Developer Tools

llama.cpp b9862 eliminates redundant CUDA copies for faster inference

Removes 4 extra GPU copy calls per decode step with GDN optimization.

Deep Dive

llama.cpp, the popular open-source C/C++ implementation for running large language models locally, has released version b9862 with a targeted performance boost for models using Gated Delta Net (GDN) architectures. The commit, authored by the ggml-org team, removes redundant CUDA memory copy operations that occurred during GDN inference.

Previously, the GDN kernel would write recurrent state snapshots into the tail of its output buffer. The compute graph then immediately issued separate `ggml_cuda_cpy` calls to copy those snapshots into the `ssm_states_all` cache. When using multi-token prediction (MTP) with a draft length of 3, this pattern triggered 4 extra CUDA copy kernels per decode step — adding unnecessary latency and memory bandwidth pressure.

........

(Directive A) According to the article on the llama.cpp b9862 release, how many extra CUDA copy kernels did the old GDN pattern trigger per decode step with multi-token prediction at a draft length of 3?
(Directive B) Continue the article on the llama.cpp b9862 CUDA copy optimization, starting after its final sentence.

(Recorded data)

........

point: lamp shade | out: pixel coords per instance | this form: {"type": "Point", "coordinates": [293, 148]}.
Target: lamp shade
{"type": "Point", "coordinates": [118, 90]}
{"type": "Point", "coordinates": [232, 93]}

........

(Exercise result A) Four extra CUDA copy kernels per decode step.

(Exercise result B)
The fix intelligently detects this exact pattern: `gated_delta_net -> view -> cpy`. The CUDA GDN kernel now writes the state snapshots directly into the recurrent cache, bypassing the intermediate writes and copy kernels entirely when safe. This optimization is particularly beneficial for models that heavily rely on stateful recurrent layers, such as certain state-space model variants.

No additional changes to API or configuration are required — this is a transparent speedup for anyone already running llama.cpp with CUDA. The release also includes the usual cross-platform binaries for Linux, Windows, macOS, and Android, ensuring broad compatibility. Users will notice reduced inference latency and lower GPU memory bandwidth utilization in applicable scenarios.

Key Points
  • Removes redundant CUDA copy operations for GDN (Gated Delta Net) state snapshots.
  • Eliminates up to 4 extra `ggml_cuda_cpy` calls per decode step when using MTP draft length 3.
  • Directly writes recurrent state into cache, reducing memory bandwidth and latency on NVIDIA GPUs.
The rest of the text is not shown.